> [Provided information]
+ + + + + + +

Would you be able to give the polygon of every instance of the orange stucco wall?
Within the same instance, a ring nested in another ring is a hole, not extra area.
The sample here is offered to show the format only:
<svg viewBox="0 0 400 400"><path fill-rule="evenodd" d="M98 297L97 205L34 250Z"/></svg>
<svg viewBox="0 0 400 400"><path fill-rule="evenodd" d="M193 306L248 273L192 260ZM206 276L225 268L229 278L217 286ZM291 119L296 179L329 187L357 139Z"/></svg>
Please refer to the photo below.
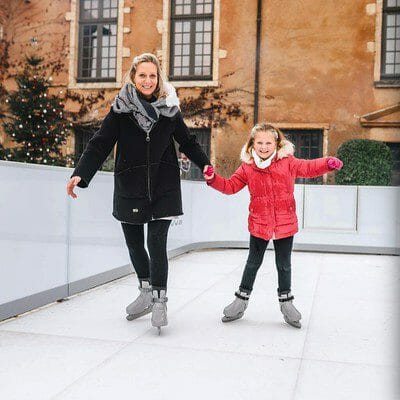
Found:
<svg viewBox="0 0 400 400"><path fill-rule="evenodd" d="M5 12L5 38L11 42L10 59L18 63L26 52L38 51L46 57L65 59L64 68L54 76L56 88L68 84L70 22L65 16L70 0L43 0L24 3L0 0ZM400 142L398 128L366 128L360 116L400 101L400 88L374 86L376 15L367 12L368 0L338 2L303 0L283 5L279 0L264 0L261 31L259 120L282 127L323 126L327 153L351 138L371 138ZM162 0L128 0L123 15L123 73L132 56L162 49L157 22L163 19ZM370 7L370 6L369 6ZM239 104L246 118L227 118L212 128L212 157L218 170L230 174L238 165L238 153L253 124L256 1L220 1L219 44L226 57L219 59L219 88L226 105ZM0 21L1 22L1 21ZM36 37L38 44L30 40ZM370 43L368 45L368 43ZM13 82L5 82L12 88ZM179 88L181 99L199 96L200 88ZM97 89L75 90L85 96ZM106 89L105 100L93 105L91 117L102 118L117 89ZM212 101L212 95L210 95ZM76 110L72 101L67 108ZM400 116L392 115L399 121ZM196 117L194 118L196 119ZM193 121L188 120L188 123ZM204 121L203 121L204 122ZM4 134L0 140L9 143ZM73 149L73 139L68 151Z"/></svg>

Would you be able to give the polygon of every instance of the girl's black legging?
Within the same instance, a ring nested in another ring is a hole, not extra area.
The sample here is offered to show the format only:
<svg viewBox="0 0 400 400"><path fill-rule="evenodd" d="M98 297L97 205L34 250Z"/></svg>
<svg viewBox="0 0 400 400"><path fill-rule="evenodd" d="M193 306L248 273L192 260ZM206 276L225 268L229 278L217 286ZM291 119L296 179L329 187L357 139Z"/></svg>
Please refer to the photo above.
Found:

+ + + + + + +

> [Action item] Your answer should be exactly the lines of the data above, from the first through the line containing "Please refer to the photo below.".

> [Answer to this exercise]
Would you be able to give the polygon of every instance of the orange stucco wall?
Within the same instance, a ring nested in another ring is a hole, not extra area.
The sample here is offered to show the format only:
<svg viewBox="0 0 400 400"><path fill-rule="evenodd" d="M98 297L97 205L34 250Z"/></svg>
<svg viewBox="0 0 400 400"><path fill-rule="evenodd" d="M193 306L248 273L192 260ZM206 276L225 268L229 278L217 286ZM291 119L296 179L329 187L357 139Z"/></svg>
Please refer to the photo below.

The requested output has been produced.